> **Data provided**
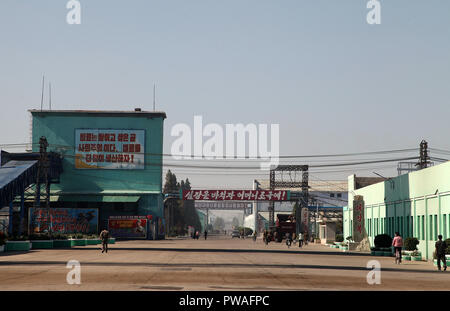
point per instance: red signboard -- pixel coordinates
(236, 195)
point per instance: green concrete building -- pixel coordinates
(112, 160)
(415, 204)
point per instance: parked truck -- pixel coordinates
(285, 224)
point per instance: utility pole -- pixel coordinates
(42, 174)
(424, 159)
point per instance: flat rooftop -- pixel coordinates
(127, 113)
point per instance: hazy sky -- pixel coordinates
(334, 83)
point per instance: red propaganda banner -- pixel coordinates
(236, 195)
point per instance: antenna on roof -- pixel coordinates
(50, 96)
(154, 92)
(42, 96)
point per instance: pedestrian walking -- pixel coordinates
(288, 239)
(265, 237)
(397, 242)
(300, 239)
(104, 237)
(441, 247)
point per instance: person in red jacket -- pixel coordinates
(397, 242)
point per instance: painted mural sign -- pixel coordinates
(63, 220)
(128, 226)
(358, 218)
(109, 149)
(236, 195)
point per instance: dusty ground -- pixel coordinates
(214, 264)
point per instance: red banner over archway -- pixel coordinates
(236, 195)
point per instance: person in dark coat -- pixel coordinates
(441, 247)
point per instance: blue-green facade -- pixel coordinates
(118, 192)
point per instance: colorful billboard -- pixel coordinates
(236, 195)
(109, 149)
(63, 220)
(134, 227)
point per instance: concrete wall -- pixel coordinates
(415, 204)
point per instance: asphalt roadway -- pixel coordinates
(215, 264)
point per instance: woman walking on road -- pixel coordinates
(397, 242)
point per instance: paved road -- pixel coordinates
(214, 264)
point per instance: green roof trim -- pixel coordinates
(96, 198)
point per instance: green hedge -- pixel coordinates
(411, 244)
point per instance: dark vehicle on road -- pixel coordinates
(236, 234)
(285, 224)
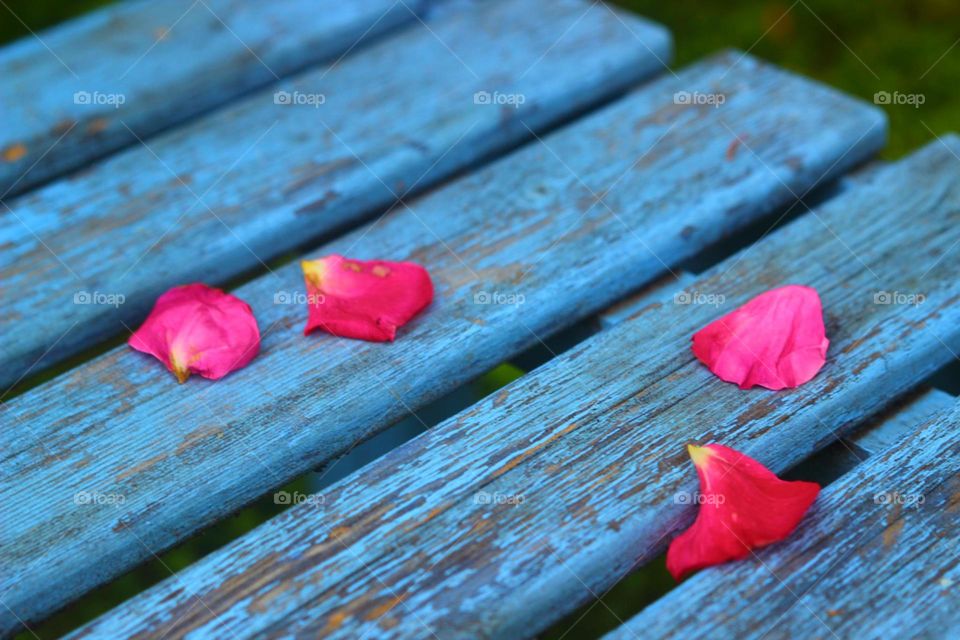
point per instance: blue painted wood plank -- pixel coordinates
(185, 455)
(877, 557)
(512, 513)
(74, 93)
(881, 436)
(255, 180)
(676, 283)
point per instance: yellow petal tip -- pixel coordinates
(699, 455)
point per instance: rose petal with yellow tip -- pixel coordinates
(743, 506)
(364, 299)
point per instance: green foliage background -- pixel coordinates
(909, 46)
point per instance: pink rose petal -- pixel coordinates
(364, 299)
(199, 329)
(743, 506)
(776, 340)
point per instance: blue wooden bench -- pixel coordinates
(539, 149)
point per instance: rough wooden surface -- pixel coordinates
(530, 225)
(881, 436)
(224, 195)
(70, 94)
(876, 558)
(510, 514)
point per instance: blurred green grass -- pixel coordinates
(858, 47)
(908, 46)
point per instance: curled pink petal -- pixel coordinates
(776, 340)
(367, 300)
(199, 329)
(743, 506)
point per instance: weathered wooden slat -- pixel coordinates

==

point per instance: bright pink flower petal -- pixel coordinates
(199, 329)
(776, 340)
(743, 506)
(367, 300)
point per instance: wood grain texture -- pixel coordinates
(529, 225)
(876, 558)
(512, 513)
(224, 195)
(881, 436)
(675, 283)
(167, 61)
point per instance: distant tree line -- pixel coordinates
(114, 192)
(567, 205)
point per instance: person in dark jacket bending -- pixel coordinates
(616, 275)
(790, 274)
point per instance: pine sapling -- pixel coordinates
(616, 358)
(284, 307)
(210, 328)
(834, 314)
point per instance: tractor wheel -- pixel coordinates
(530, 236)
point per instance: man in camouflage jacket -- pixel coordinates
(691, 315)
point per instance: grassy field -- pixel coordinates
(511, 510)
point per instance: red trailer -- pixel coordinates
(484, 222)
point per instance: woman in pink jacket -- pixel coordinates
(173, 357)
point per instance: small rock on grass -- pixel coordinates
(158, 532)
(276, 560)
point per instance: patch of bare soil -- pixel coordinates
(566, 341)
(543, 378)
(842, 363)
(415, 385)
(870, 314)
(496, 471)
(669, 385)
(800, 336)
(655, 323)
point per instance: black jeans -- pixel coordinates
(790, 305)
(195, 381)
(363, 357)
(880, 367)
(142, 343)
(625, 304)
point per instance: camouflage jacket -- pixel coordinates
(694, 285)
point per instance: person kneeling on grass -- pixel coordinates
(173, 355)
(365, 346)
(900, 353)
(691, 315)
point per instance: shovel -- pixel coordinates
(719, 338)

> **The exercise**
Copy out the stretch of items from the line that contains "point per instance: blue painted" through the line that contains "point per instance: weathered", keeping both of those lines.

> **Written answer**
point per instance: blue painted wood plank -- pixel coordinates
(185, 455)
(877, 557)
(512, 513)
(74, 93)
(881, 436)
(255, 180)
(676, 283)
point per instance: yellow petal tip -- pixel coordinates
(699, 455)
point per instance: rose petal with yellow tip -- pixel coordinates
(743, 506)
(364, 299)
point per instance: green foliage background -- pixel coordinates
(909, 46)
point per instance: pink rose petal -- pixel coordinates
(364, 299)
(199, 329)
(743, 506)
(776, 340)
point per instance: blue wooden bench -- pixel coordinates
(539, 149)
point per instance: rough wooden surface -- pixel coordinates
(530, 225)
(881, 436)
(224, 195)
(70, 94)
(876, 558)
(510, 514)
point per instance: blurred green grass -- pixel coordinates
(858, 47)
(908, 46)
point per instance: curled pink petal -- pixel coordinates
(776, 340)
(367, 300)
(199, 329)
(743, 506)
point per instance: weathered wooden slat -- pixel coordinates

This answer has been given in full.